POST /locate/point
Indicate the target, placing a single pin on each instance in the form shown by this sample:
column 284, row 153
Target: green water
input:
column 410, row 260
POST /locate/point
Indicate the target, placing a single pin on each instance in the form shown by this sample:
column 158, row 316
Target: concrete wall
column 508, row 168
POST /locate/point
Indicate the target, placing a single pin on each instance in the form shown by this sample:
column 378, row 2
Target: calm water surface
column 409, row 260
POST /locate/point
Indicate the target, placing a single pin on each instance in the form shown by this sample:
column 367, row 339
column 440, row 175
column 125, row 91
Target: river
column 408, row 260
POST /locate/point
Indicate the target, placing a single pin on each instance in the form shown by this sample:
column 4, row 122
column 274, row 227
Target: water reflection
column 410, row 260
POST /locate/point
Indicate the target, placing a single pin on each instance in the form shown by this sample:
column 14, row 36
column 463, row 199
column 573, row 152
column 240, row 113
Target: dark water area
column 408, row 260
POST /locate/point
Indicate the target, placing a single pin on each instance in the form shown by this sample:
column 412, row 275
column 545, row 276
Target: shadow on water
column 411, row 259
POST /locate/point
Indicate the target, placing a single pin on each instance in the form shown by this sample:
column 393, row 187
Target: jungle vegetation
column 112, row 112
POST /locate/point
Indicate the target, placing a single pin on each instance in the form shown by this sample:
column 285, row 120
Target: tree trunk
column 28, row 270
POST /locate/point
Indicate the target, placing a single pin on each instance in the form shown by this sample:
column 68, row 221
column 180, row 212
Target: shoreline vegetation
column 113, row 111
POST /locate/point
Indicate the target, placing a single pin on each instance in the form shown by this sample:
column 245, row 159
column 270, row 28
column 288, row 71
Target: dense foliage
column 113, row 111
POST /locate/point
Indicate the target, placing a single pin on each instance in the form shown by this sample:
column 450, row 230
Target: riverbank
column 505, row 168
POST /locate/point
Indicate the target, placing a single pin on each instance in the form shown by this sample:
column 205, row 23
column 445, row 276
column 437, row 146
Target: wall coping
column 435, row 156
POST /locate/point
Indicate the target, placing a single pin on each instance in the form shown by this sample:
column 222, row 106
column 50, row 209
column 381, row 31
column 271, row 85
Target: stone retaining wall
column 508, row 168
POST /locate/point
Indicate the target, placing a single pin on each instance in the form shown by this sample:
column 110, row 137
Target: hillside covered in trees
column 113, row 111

──────────

* _What the exercise asks_: Restate each record exactly as written.

* _Expected output_:
POST /locate/point
Indicate the target, placing a single pin on each instance in the form shown by this sample:
column 284, row 153
Target: green water
input:
column 410, row 260
POST /locate/point
Indicate the target, placing a single pin on each instance in the form shown by this sample:
column 158, row 316
Target: concrete wall
column 508, row 168
POST /locate/point
Indicate the target, placing a single pin on each instance in the form shown by this sample:
column 378, row 2
Target: calm water surface
column 409, row 260
POST /locate/point
Indicate the target, placing a single pin on each instance in the form shown by this sample:
column 367, row 339
column 440, row 175
column 125, row 91
Target: river
column 408, row 260
POST /locate/point
Indicate the target, placing a single pin on each instance in the form shown by this sample:
column 4, row 122
column 274, row 227
Target: water reflection
column 410, row 260
POST /locate/point
Indicate the target, placing a single pin on each instance in the form shown by this sample:
column 14, row 36
column 463, row 199
column 573, row 152
column 240, row 113
Target: dark water area
column 408, row 260
POST /locate/point
Indicate the target, placing a single pin on each instance in the form shown by this sample:
column 412, row 275
column 545, row 276
Target: shadow on water
column 411, row 259
POST /locate/point
Indicate the target, placing a single pin on each instance in the form shown by this sample:
column 393, row 187
Target: jungle vegetation
column 112, row 112
POST /locate/point
Indicate the target, placing a single pin on each instance in the form shown by this sample:
column 285, row 120
Target: tree trunk
column 28, row 270
POST /locate/point
Indicate the target, placing a single pin on each instance in the form shown by this sample:
column 68, row 221
column 180, row 212
Target: shoreline vegetation
column 113, row 111
POST /locate/point
Indicate the target, placing a single pin on each instance in the form shown by this sample:
column 245, row 159
column 270, row 28
column 288, row 71
Target: dense foliage
column 113, row 111
POST /locate/point
Indicate the target, placing a single pin on each instance in the form shown by this sample:
column 450, row 230
Target: riverbank
column 505, row 168
POST /locate/point
Indicate the target, placing a single pin on each instance in the form shown by this sample:
column 205, row 23
column 445, row 276
column 437, row 146
Target: wall coping
column 435, row 156
POST /locate/point
Indicate the target, placing a single pin on each instance in the form shown by this sample:
column 222, row 106
column 50, row 209
column 381, row 31
column 271, row 85
Target: stone retaining wall
column 508, row 168
POST /locate/point
Indicate the target, placing a single pin on each instance in the form shown by this sample:
column 110, row 137
Target: hillside covered in trees
column 113, row 111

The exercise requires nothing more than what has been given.